Pull out the lines starting with the one that contains "One point per instance of the alloy" and continuing through the end of the items, and reproduce them verbatim, with nothing else.

[Image point annotation items]
* * * * * * *

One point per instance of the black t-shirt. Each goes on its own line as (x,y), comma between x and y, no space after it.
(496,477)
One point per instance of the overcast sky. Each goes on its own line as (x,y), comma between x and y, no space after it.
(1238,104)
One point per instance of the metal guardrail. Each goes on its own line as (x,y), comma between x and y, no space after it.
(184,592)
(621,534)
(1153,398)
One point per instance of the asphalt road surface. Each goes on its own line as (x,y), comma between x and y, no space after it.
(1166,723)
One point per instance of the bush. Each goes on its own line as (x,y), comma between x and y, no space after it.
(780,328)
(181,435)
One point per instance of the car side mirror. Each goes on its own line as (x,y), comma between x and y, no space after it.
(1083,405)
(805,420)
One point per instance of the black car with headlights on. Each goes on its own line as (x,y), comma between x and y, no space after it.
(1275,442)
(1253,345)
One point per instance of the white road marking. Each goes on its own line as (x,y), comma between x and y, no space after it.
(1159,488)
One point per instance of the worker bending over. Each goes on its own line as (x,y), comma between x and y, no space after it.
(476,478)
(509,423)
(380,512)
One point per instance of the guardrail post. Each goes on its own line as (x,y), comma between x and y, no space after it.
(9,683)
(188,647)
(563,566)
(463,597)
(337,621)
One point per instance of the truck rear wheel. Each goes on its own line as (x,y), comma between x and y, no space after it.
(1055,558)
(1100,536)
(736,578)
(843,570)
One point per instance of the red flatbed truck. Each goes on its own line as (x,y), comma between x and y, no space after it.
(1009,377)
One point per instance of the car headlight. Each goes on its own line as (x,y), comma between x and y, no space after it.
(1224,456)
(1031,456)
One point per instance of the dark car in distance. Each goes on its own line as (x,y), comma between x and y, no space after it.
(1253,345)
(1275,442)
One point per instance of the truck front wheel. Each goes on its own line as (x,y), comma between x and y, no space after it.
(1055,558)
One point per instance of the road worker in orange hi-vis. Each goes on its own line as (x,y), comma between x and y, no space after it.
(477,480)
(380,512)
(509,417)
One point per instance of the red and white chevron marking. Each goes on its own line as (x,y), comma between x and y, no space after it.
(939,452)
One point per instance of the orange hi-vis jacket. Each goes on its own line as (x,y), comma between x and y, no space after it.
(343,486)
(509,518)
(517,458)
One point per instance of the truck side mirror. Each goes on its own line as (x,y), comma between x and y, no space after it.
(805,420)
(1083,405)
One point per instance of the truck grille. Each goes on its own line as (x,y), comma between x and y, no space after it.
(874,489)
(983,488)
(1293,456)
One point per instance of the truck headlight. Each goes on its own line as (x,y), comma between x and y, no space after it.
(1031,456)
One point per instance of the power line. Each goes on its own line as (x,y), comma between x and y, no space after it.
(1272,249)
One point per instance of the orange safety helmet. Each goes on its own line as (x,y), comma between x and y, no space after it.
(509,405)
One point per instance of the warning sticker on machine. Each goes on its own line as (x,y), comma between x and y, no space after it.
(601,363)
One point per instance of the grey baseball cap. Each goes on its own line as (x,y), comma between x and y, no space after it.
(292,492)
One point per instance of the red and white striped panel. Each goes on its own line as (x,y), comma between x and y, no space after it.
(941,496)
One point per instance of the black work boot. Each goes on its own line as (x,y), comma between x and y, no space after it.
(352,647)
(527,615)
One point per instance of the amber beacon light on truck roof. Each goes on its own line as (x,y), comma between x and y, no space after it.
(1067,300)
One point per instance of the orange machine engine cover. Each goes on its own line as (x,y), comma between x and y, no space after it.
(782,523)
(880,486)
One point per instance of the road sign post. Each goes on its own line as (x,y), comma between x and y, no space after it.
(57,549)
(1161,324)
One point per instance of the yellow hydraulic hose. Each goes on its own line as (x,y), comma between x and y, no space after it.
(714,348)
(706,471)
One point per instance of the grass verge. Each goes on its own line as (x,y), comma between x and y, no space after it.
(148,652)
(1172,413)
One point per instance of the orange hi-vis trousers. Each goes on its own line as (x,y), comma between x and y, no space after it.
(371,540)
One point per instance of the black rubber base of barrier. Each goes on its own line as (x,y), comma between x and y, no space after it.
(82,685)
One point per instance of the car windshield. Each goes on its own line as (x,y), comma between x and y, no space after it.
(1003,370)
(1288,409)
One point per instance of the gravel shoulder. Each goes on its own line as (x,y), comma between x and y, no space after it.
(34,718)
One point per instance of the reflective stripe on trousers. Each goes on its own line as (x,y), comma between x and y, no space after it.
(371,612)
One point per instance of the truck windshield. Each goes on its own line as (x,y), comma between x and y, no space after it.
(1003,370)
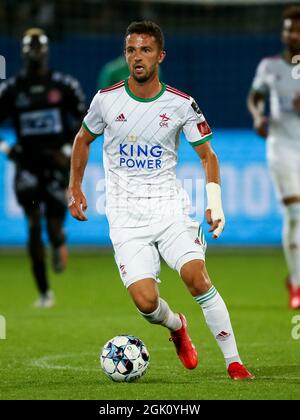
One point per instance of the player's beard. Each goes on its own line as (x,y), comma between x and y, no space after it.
(149,75)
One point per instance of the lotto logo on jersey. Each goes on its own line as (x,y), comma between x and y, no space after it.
(140,156)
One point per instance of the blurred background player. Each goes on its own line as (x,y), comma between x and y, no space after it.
(40,103)
(275,79)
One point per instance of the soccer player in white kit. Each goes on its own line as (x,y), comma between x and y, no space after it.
(277,78)
(147,211)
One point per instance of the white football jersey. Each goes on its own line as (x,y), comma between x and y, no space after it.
(274,77)
(141,139)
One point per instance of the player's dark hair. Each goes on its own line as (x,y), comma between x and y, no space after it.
(148,28)
(292,13)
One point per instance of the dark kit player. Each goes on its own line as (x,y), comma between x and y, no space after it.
(46,107)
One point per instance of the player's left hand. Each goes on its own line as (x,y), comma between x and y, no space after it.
(216,219)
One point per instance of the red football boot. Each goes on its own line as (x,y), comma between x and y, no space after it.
(294,294)
(294,297)
(185,349)
(237,371)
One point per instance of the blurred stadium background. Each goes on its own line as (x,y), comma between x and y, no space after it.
(213,48)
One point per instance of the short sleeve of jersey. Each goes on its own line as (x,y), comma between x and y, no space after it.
(196,128)
(93,121)
(260,82)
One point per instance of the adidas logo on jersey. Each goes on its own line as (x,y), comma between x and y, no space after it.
(121,118)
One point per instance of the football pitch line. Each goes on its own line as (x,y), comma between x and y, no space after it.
(51,362)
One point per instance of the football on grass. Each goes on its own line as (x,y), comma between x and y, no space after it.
(124,358)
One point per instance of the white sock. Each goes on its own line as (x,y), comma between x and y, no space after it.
(163,316)
(291,241)
(218,321)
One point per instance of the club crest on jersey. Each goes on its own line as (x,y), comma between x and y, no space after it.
(164,120)
(122,269)
(121,118)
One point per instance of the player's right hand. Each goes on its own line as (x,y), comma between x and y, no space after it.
(261,126)
(77,203)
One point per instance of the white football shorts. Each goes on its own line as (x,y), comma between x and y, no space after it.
(138,249)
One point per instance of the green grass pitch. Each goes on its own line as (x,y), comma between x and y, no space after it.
(53,354)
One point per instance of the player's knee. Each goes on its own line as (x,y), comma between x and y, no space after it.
(146,301)
(195,277)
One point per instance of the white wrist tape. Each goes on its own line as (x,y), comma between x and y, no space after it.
(4,147)
(214,204)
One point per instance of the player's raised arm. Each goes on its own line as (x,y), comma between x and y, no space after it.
(79,158)
(214,211)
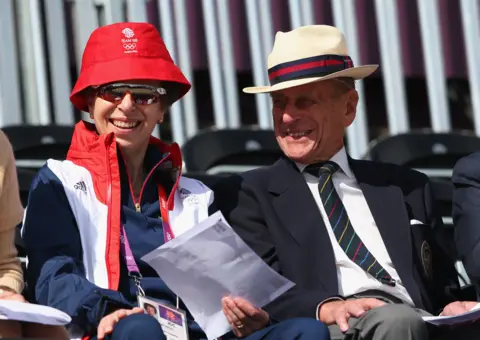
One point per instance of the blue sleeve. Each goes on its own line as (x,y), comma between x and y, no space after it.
(55,274)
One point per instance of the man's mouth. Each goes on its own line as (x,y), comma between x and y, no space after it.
(298,134)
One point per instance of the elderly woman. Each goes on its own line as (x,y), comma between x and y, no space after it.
(118,196)
(11,276)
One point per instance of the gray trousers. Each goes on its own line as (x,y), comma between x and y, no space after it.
(392,322)
(396,321)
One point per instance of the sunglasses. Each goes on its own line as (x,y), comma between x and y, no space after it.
(141,94)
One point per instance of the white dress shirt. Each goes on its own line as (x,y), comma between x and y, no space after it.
(352,278)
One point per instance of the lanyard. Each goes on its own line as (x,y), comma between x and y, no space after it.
(132,267)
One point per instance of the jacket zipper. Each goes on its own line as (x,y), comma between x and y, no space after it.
(137,203)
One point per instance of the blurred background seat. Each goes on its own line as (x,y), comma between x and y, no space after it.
(230,151)
(434,154)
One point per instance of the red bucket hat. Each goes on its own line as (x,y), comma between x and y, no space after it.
(125,51)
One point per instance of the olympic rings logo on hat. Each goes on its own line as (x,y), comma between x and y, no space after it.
(129,46)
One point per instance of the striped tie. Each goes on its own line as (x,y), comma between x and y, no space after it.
(346,236)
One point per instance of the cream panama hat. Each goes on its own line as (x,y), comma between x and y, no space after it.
(309,54)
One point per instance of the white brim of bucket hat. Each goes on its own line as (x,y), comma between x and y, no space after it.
(356,73)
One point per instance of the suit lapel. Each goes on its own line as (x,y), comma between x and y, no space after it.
(299,214)
(386,203)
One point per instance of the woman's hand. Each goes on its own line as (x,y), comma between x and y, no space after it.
(243,316)
(108,322)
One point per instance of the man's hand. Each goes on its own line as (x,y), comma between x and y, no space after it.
(8,294)
(108,322)
(338,312)
(243,316)
(458,307)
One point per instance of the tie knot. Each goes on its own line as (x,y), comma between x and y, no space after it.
(319,169)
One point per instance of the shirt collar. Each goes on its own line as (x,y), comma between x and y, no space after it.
(340,158)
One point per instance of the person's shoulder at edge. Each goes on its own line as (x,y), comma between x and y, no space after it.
(468,167)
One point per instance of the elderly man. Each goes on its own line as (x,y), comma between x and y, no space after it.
(361,240)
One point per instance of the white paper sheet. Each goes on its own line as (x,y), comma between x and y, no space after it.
(28,312)
(472,315)
(211,261)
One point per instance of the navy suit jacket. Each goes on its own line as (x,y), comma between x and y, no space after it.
(273,210)
(466,213)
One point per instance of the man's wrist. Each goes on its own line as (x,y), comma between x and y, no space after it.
(330,299)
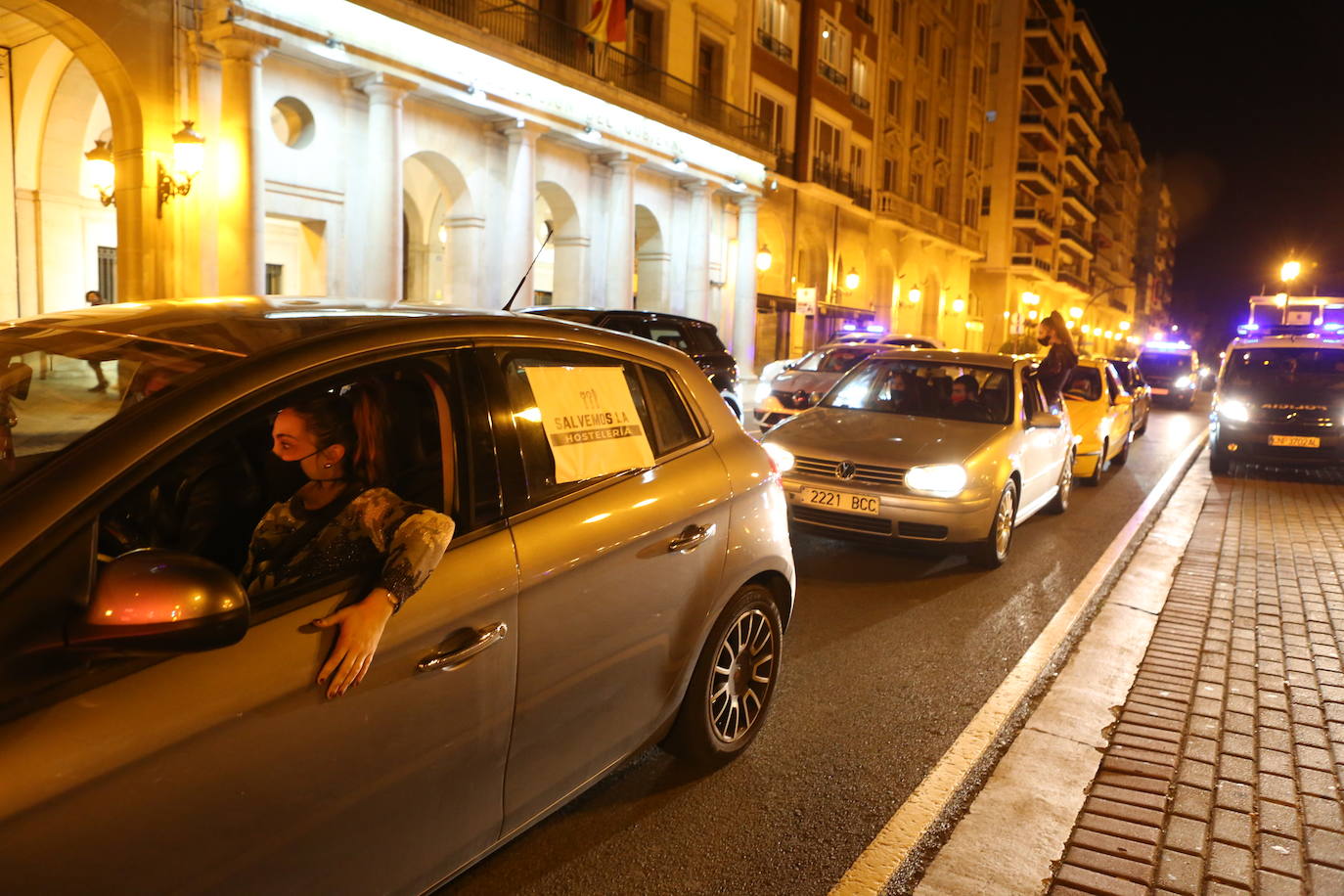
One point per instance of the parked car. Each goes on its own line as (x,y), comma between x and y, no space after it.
(1132,379)
(845,337)
(1102,416)
(694,337)
(161,730)
(1278,400)
(801,385)
(1171,371)
(887,454)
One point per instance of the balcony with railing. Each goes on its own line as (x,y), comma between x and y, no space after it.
(832,176)
(1037,176)
(567,45)
(775,46)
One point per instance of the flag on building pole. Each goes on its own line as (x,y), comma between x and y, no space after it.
(607,22)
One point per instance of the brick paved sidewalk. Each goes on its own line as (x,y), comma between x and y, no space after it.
(1224,769)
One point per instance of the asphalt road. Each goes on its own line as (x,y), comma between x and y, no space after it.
(886,659)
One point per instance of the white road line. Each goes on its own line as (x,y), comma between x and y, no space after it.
(904,831)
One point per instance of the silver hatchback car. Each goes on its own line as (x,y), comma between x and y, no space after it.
(931,446)
(161,730)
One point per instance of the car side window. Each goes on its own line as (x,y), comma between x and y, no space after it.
(668,334)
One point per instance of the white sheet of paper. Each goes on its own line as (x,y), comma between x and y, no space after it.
(589,420)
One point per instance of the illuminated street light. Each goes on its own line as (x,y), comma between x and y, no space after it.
(764,258)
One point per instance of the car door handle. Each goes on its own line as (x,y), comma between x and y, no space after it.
(690,539)
(487,637)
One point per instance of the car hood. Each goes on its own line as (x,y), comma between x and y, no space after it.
(805,381)
(882,439)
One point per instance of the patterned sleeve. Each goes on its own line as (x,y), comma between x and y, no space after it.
(412,538)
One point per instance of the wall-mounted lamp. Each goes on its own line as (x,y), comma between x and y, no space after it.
(764,258)
(189,157)
(101,171)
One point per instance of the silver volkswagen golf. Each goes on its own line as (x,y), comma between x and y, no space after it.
(161,730)
(930,446)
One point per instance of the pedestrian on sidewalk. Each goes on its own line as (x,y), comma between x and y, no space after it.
(94,297)
(1053,373)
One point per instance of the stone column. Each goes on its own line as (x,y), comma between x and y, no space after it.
(620,259)
(743,301)
(697,250)
(383,186)
(241,176)
(519,212)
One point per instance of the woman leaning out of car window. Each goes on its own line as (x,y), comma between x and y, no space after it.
(341,521)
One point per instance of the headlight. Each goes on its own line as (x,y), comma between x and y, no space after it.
(944,479)
(780,456)
(1234,410)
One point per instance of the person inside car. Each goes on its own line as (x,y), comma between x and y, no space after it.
(965,403)
(344,522)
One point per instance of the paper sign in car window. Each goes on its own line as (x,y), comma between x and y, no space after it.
(589,420)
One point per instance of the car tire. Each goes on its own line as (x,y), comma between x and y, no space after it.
(1095,479)
(722,712)
(1064,489)
(1219,463)
(992,553)
(1124,453)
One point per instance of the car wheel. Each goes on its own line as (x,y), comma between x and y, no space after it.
(1124,453)
(733,681)
(1095,479)
(1219,463)
(994,550)
(1064,489)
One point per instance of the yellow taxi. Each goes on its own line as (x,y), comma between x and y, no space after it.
(1102,416)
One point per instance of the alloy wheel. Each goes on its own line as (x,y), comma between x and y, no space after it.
(743,666)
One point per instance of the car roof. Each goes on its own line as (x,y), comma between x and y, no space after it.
(248,326)
(617,312)
(1293,340)
(951,356)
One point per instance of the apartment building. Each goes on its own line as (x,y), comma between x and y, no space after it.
(391,150)
(1060,203)
(875,117)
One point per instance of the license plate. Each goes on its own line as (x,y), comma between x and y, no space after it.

* * * * * * *

[SOLUTION FOR THIS EXERCISE]
One point per instance of the alloy wheel. Each goes on its own line as (x,y), comma between x and y, no space after it.
(743,666)
One point per instance of the car roof. Each goes on its own line as (x,y), comma between x and y, no space after it.
(248,326)
(617,312)
(1293,340)
(951,356)
One point per instance of the apartment building. Each goes on its own line as (x,y), comma between x and y, no space after it.
(391,150)
(1060,203)
(875,117)
One point per instance of the license plate. Each goes on its own line as (x,y), comma between x and y, no space after it.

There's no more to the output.